## DESCRIÇÃO DO EXERCÍCIO
Renomeie "thickest part" para "widest part" em todos os itens e reproduza as linhas com o restante inalterado.

[Trechos de um conjunto de dados de anotação de localização]
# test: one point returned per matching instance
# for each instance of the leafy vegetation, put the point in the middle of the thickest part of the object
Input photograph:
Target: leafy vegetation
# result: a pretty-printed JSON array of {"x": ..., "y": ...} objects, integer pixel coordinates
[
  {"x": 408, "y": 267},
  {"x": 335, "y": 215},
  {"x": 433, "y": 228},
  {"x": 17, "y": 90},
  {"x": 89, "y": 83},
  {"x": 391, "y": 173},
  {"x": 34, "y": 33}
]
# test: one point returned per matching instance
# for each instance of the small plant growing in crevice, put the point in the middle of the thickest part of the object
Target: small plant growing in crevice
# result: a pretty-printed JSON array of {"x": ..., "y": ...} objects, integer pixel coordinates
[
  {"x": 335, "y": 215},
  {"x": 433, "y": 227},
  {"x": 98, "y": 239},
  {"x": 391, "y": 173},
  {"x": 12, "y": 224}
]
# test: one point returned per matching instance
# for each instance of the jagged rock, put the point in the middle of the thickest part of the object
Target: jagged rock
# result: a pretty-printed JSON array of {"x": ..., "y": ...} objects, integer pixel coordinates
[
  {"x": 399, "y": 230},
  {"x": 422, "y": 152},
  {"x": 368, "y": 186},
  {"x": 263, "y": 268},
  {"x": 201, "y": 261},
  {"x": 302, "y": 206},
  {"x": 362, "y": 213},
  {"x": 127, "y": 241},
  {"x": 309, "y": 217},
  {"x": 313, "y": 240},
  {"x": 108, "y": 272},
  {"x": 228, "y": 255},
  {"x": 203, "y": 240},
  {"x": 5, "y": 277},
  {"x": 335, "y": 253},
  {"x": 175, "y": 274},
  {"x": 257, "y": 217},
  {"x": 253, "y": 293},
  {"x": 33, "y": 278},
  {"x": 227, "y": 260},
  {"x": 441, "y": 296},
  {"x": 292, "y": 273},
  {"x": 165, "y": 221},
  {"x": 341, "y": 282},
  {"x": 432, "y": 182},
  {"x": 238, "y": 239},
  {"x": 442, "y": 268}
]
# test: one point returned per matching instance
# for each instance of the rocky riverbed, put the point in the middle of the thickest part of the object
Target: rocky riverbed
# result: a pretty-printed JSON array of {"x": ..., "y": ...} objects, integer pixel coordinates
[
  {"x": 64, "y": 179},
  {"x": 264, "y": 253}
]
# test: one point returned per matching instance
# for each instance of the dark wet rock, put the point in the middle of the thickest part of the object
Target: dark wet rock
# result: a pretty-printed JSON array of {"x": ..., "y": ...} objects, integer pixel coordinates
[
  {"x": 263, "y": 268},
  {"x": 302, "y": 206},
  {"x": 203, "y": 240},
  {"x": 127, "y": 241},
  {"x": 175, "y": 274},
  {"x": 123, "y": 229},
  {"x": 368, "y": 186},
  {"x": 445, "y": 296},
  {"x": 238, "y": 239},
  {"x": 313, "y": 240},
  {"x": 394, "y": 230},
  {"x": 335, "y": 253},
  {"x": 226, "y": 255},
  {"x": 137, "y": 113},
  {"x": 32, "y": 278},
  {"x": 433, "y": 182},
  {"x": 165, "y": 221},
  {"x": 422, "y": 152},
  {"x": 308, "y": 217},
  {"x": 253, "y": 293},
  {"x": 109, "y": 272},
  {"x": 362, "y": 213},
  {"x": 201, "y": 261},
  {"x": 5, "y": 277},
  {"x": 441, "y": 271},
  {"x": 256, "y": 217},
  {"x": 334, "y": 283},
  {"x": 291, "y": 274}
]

## RESPOSTA AO PROBLEMA
# test: one point returned per matching instance
# for each instance of the leafy vegetation, put the point in the middle of the widest part of the object
Input photograph:
Target: leafy vegetation
# result: a pretty-printed JSON array of {"x": ..., "y": ...} objects, integer pixel coordinates
[
  {"x": 408, "y": 267},
  {"x": 335, "y": 215},
  {"x": 433, "y": 228},
  {"x": 17, "y": 90},
  {"x": 89, "y": 83},
  {"x": 391, "y": 173},
  {"x": 34, "y": 33}
]
# test: one point returned per matching instance
# for each instance of the small plant growing in crevice, put the point in the middle of the widest part of the object
Target: small plant growing in crevice
# result: a pretty-printed JSON array of {"x": ..., "y": ...} objects, integer pixel coordinates
[
  {"x": 335, "y": 215},
  {"x": 433, "y": 227},
  {"x": 98, "y": 239},
  {"x": 391, "y": 173},
  {"x": 12, "y": 224}
]
# test: one point returned per matching instance
# for each instance of the jagged rock, put the point in the middle of the widest part of the object
Target: jagged rock
# result: a pretty-printed JSON array of {"x": ..., "y": ...} objects, integer pixel coordinates
[
  {"x": 399, "y": 230},
  {"x": 422, "y": 152},
  {"x": 368, "y": 186},
  {"x": 263, "y": 268},
  {"x": 201, "y": 261},
  {"x": 302, "y": 206},
  {"x": 362, "y": 213},
  {"x": 127, "y": 241},
  {"x": 309, "y": 217},
  {"x": 313, "y": 240},
  {"x": 108, "y": 272},
  {"x": 228, "y": 255},
  {"x": 203, "y": 240},
  {"x": 5, "y": 277},
  {"x": 335, "y": 253},
  {"x": 175, "y": 274},
  {"x": 257, "y": 217},
  {"x": 253, "y": 293},
  {"x": 33, "y": 278},
  {"x": 227, "y": 260},
  {"x": 441, "y": 296},
  {"x": 292, "y": 273},
  {"x": 165, "y": 221},
  {"x": 341, "y": 282},
  {"x": 432, "y": 182},
  {"x": 238, "y": 239},
  {"x": 442, "y": 268}
]
# test: one point returned per matching instance
# for each instance of the rocky riverbed, put the point in the middle of the widest part of the object
Target: rocky riverbed
# result: a pretty-printed JSON array of {"x": ..., "y": ...} objects, integer pixel coordinates
[
  {"x": 64, "y": 179},
  {"x": 264, "y": 253}
]
# test: one point returned per matching instance
# for each instance of the dark wet rock, put the point in the middle of the widest part of the object
Target: dark wet rock
# result: a pretty-printed JSON array of {"x": ..., "y": ...} objects, integer pixel coordinates
[
  {"x": 263, "y": 268},
  {"x": 302, "y": 206},
  {"x": 203, "y": 240},
  {"x": 127, "y": 241},
  {"x": 175, "y": 274},
  {"x": 123, "y": 229},
  {"x": 368, "y": 186},
  {"x": 445, "y": 296},
  {"x": 238, "y": 239},
  {"x": 313, "y": 240},
  {"x": 394, "y": 230},
  {"x": 335, "y": 253},
  {"x": 226, "y": 255},
  {"x": 137, "y": 113},
  {"x": 32, "y": 278},
  {"x": 433, "y": 182},
  {"x": 165, "y": 221},
  {"x": 422, "y": 152},
  {"x": 308, "y": 217},
  {"x": 253, "y": 293},
  {"x": 109, "y": 272},
  {"x": 362, "y": 213},
  {"x": 201, "y": 261},
  {"x": 5, "y": 277},
  {"x": 441, "y": 271},
  {"x": 256, "y": 217},
  {"x": 334, "y": 283},
  {"x": 291, "y": 274}
]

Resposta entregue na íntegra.